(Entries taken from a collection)
######

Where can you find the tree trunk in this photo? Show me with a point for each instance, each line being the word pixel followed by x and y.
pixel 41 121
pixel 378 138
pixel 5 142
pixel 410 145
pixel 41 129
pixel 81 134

######

## [Task directions]
Copy out each record, keeping every word as it is.

## [Task answer]
Where can you find the tree trunk in this photo? Show me with a point for each instance, each line being the word pixel followed by x and y.
pixel 41 121
pixel 378 138
pixel 5 142
pixel 410 145
pixel 41 129
pixel 81 134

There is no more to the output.